Airlangga menjelaskan bahwa pulihnya produksi dan penjualan industri otomotif akan membawa dampak yang luas bagi sektor industri lainnya. Dalam menjalankan bisnisnya, industri bahan baku berkontribusi sekitar 59 persen dalam industri otomotif.
“Industri pendukung otomotif sendiri menyumbang lebih dari 1,5 juta orang dan kontribusi PDB sebesar Rp700 triliun,” jelasnya
Industri otomotif juga merupakan industri padat karya. Saat ini lebih dari 1,5 juta orang bekerja di sana yang terdiri atas lima sektor, yaitu pelaku industri tier II dan tier III sebanyak 1.000 perusahaan dengan 210.000 pekerja; pelaku industri tier I sebanyak 550 perusahaan dengan 220.000 pekerja.
Selanjutnya, perakitan sebanyak 22 perusahaan dan dengan 75.000 pekerja, dealer dan bengkel resmi sebanyak 14.000 perusahaan dengan 400.000 pekerja, serta dealer dan bengkel tidak resmi sebanyak 42.000 perusahaan dengan 595.000 pekerja.
Sementara itu, perubahan PP 73/2019 merupakan salah satu upaya pemerintah untuk menurunkan Emisi Gas Buang yang bersumber dari kendaraan bermotor. Peraturan tersebut diundangkan tahun 2019 dan akan diberlakukan pada Oktober 2021.

Bagian Latihan:
- 1) Ulangi kata demi kata bagian teks tentang industri otomotif mulai dari "Sementara itu, perubahan" sampai dengan "pada Oktober 2021.".
- 2) Teruskan teks tentang industri otomotif dan PP 73/2019 dengan bagian berikutnya, dimulai setelah kalimat terakhirnya.
Baris-baris data di bawah ini tidak berhubungan dengan teks bacaan.

Cuplikan Data:
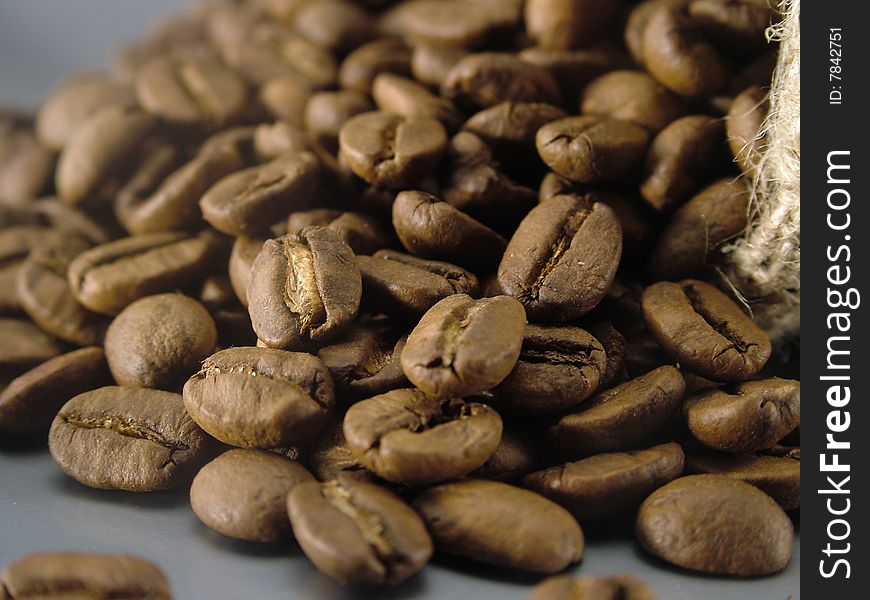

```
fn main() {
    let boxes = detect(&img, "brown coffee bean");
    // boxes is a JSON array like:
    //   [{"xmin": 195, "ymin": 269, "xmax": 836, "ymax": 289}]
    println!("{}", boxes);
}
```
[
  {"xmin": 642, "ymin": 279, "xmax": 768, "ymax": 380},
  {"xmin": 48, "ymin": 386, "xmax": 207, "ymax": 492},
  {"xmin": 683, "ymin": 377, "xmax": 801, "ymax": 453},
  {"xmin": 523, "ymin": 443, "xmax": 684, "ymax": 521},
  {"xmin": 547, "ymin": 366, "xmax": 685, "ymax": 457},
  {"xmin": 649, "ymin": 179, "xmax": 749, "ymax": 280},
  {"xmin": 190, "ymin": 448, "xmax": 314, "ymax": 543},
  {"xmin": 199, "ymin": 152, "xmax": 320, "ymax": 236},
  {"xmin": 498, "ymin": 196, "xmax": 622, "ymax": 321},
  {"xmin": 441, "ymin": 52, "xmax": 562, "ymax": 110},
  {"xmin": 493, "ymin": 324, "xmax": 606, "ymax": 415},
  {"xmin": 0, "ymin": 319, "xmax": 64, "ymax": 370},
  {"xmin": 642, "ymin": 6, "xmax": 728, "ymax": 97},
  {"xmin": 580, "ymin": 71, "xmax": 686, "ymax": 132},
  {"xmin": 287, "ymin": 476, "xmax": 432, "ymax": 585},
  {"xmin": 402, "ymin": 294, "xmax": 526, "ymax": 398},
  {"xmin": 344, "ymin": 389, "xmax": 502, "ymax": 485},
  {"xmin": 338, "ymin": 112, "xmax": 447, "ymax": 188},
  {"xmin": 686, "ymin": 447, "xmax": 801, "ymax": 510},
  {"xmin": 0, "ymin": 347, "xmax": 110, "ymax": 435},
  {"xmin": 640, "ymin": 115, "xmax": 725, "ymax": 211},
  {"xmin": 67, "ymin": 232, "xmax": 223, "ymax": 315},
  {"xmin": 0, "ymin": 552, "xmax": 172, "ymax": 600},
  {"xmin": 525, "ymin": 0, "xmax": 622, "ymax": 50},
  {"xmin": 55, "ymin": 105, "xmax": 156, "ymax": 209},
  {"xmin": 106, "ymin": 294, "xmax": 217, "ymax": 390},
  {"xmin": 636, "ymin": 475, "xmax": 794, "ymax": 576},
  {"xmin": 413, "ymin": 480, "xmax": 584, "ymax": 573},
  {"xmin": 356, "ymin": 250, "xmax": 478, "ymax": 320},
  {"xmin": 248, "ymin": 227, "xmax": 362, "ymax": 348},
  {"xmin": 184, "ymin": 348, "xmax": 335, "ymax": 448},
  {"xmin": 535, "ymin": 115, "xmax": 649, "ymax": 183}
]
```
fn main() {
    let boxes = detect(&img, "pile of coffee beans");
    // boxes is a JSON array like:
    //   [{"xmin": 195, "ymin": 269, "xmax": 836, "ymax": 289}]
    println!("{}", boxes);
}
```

Jawaban Berurutan:
- 1)
Sementara itu, perubahan PP 73/2019 merupakan salah satu upaya pemerintah untuk menurunkan Emisi Gas Buang yang bersumber dari kendaraan bermotor. Peraturan tersebut diundangkan tahun 2019 dan akan diberlakukan pada Oktober 2021.

- 2)
"Perubahan PP ini diharapkan dapat mendorong peningkatan pendapatan pemerintah, menurunkan emisi gas buang, dan meningkatkan pertumbuhan industri kendaraan bermotor nasional. Revisi PP 73/2019 ini akan mengakselerasi pengurangan emisi karbon yang diperkirakan akan mencapai 4,6 juta ton CO2 pada tahun 2035,” ungkap Menko Airlangga.
Skema pajak PPNBM berbasis flexy engine (FE) dan CO2 berdasarkan PP 73/2019 akan mampu mendorong pertumbuhan kendaraan rendah emisi dengan memberikan gap pajak yang cukup dengan kendaraan konvensional. Selain itu juga meminimalkan penurunan industri lokal (teknologi konvensional) dengan menetapkan kisaran pajak sesuai daya beli masyarakat.
Industri pendukung kendaraan listrik juga akan mengalami kenaikan dan diharapkan pada tahun 2025 produksi kendaraan listrik nasional untuk roda empat dapat mencapai 20 persen dari kapasitas produksi atau mencapai 400.000 kendaraan.
Airlangga menjelaskan bahwa usulan perubahan PP 73/2019 mempertimbangkan infrastruktur dari industri otomotif nasional. Oleh karena itu, perlu dilakukan peningkatan secara gradual yang dapat dievaluasi kembali melihat peningkatan dari infrastruktur kendaraan listrik dan kondisi industri otomotif nasional.
“Usulan perubahan PP 73/2019 akan memberikan dampak positif, di antaranya Kendaraan Bermotor Listrik Berbasis Baterai atau BEV menjadi satu satunya yang mendapatkan preferensi maksimal PPNBM 0 persen. Selain itu, usulan tarif PPNBM untuk PHEV sebesar 5 persen sejalan dengan prinsip semakin tinggi emisi CO2, maka tarif PPnBM semakin tinggi nilai PPNBM-nya,” paparnya.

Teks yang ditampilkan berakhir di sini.